WHAT IS ASKED | Edit the records below by replacing every "Drop a point" with "Place a marker" and keeping all else unchanged. Leave the pictures out of your answer.

☆ ☆ ☆ ☆ ☆ ☆ ☆

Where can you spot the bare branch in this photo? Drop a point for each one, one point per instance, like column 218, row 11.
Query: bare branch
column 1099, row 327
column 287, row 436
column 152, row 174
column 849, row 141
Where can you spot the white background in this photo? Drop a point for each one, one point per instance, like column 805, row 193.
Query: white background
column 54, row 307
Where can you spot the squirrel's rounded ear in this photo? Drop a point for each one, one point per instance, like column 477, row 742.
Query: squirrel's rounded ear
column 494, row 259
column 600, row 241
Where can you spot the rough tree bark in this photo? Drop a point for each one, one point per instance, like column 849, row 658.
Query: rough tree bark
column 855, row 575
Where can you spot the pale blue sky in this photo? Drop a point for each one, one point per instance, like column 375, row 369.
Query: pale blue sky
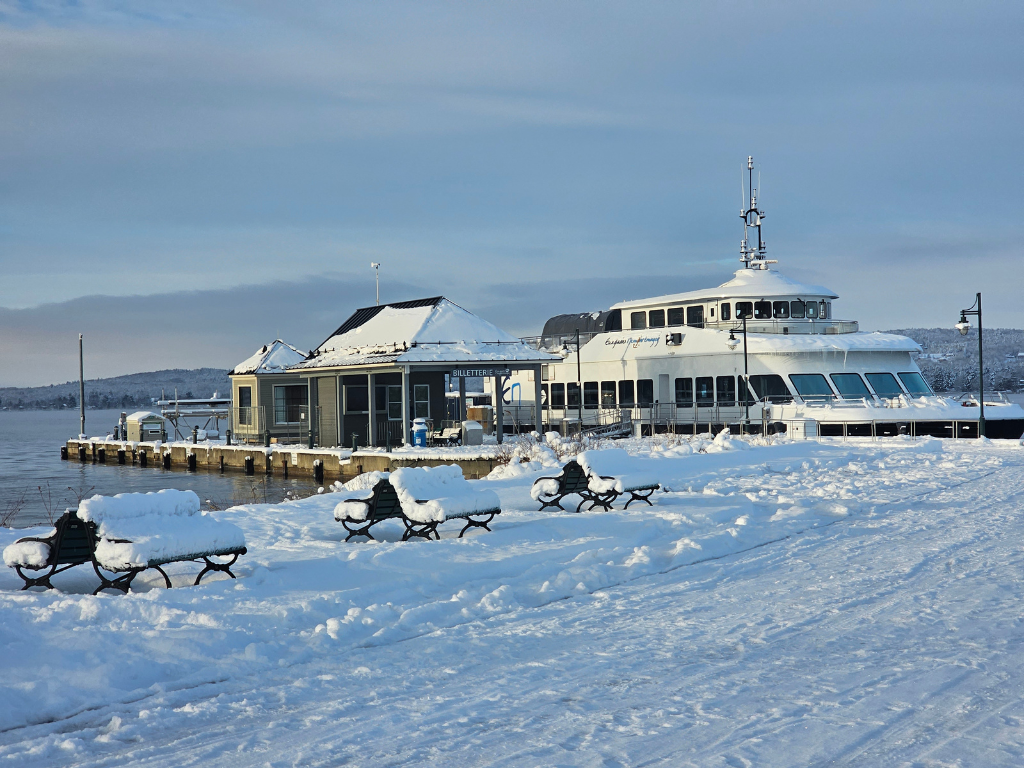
column 241, row 164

☆ ☆ ☆ ☆ ☆ ☆ ☆

SOLUTION TO THE EXERCISE |
Where can you spot the bare branch in this photo? Place a marker for each one, one point per instance, like column 218, row 11.
Query: bare branch
column 1099, row 327
column 287, row 436
column 152, row 174
column 849, row 141
Where can you spot the white background in this photo? Place a marker for each one, one point per instance, like column 805, row 193.
Query: white background
column 54, row 307
Where can you spot the squirrel's rounded ear in this photo? Place a marker for each one, one point per instance, like column 477, row 742.
Query: squirrel's rounded ear
column 494, row 259
column 600, row 241
Where can you spot the rough tree bark in this photo? Place a marker for each one, one point per instance, like column 849, row 658.
Query: rough tree bark
column 855, row 575
Where can you spot the pale blue sky in this photo? Place a marker for each one, one point per instance, like column 375, row 369.
Query: pale blue sky
column 241, row 164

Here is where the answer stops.